- What to work on:
From the hyperplane separation text below, take everything from "In this post" down to "the following result." and write it again with "dubbed" changed to "called".

— begin Extract provided —

In this post we presented a number of separating theorems on topological vector spaces. Here we will make use of the second separation theorem, which in the case of finite-dimensional spaces is dubbed the hyperplane separation theorem and the assumption of a nonempty interior can be dropped.
We recommend that the reader reads first the following posts
- From Hahn-Banach to Separating Theorems
- Support functions of convex sets
Separation Theorem
Let us start by stating the following result.
Theorem 1 (Hyperplane separation theorem). Let \(K, L\) be two convex sets in ${\rm I\!R}^n$ and \(K \cap L = \emptyset\). Then there is a nonzero vector $c \in {\rm I\!R}^n$ such that
$$\sup_{x\in K} c^\intercal x {}\leq{} \inf_{x\in L} c^\intercal x.\tag{1}$$
Note that the supremum on the left hand side of Equation (1) is the support function of $K$ evaluated at $c$ and the right hand side is
$$\inf_{x\in L} c^\intercal x = - \sup_{x\in L} -c^\intercal x = -\delta_{L}^{*}(-c).$$
The separation condition of Theorem 1 can be equivalently written as: there is $c \in {\rm I\!R}^n$ such that
$$\delta_{K}^{*}(c) \leq -\delta_{L}^{*}(-c).\tag{2}$$
Since $\delta_{L}^{*}(-c) = \delta_{-L}^{*}(c)$, Equation (2) can be written as
$$\delta_{K}^{*}(c) \leq -\delta_{-L}^{*}(c).\tag{3}$$
In the case where both $K$ and $L$ are cones, Equation (3) is equivalent to
$$\delta_{K^\circ}(c) \leq -\delta_{(-L)^{\circ}}(c) \Leftrightarrow c \in K^\circ \cap (-L)^\circ.\tag{4}$$
Polar of finitely generated cone
Let $A\in{\rm I\!R}^{m\times n}$ and its columns be
$$A = \begin{bmatrix}a_1 & \cdots & a_n\end{bmatrix}.$$
We say that the set $C$ is a finitely generated cone, generated by the vectors $a_1, \ldots, a_n$ if it is
$$\begin{aligned}C {}={}& \mathrm{cone}(\{a_1, \ldots, a_p\}) \\ {}={}&\left\{ \sum_{i=1}^{n} y_i a_i {}:{} y_i \geq 0, i=1,\ldots, n\right\} \\ {}={}& \{A^\intercal y {}:{} y\geq 0\}.\end{aligned}$$
In other words, we take $C$ to be the set of conic combinations (or nonnegative combinations) of the vectors $a_1, \ldots, a_n$.

— end Extract provided —
— begin Data supplied —

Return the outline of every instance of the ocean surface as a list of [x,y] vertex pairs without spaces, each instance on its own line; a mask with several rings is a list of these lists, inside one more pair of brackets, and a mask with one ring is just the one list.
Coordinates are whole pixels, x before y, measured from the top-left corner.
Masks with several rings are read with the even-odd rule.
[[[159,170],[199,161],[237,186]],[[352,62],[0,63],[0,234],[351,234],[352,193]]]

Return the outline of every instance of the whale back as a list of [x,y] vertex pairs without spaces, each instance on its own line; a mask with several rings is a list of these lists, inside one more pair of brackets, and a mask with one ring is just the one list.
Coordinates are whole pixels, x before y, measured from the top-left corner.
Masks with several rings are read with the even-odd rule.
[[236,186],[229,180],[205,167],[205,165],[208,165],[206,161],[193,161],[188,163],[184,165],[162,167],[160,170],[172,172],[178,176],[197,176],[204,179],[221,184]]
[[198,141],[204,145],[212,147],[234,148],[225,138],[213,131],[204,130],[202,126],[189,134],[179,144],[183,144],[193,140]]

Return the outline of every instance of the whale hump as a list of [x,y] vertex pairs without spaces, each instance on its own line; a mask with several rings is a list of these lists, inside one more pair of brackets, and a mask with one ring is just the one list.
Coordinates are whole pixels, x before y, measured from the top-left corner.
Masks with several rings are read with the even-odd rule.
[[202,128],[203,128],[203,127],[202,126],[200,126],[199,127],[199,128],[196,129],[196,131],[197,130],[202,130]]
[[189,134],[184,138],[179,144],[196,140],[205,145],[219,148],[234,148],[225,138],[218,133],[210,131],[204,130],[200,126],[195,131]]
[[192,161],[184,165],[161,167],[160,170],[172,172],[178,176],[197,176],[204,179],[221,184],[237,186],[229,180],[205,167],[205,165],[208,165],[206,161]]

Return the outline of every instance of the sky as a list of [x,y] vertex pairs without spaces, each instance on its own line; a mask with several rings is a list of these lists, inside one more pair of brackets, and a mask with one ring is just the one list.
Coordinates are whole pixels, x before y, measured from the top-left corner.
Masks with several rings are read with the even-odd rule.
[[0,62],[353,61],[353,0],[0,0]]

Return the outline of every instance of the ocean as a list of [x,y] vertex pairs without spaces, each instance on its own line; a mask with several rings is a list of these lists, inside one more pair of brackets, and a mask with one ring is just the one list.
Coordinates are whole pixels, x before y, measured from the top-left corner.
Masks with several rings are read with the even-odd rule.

— end Data supplied —

- In response:
In this post we presented a number of separating theorems on topological vector spaces. Here we will make use of the second separation theorem, which in the case of finite-dimensional spaces is called the hyperplane separation theorem and the assumption of a nonempty interior can be dropped.
We recommend that the reader reads first the following posts
- From Hahn-Banach to Separating Theorems
- Support functions of convex sets
Separation Theorem
Let us start by stating the following result.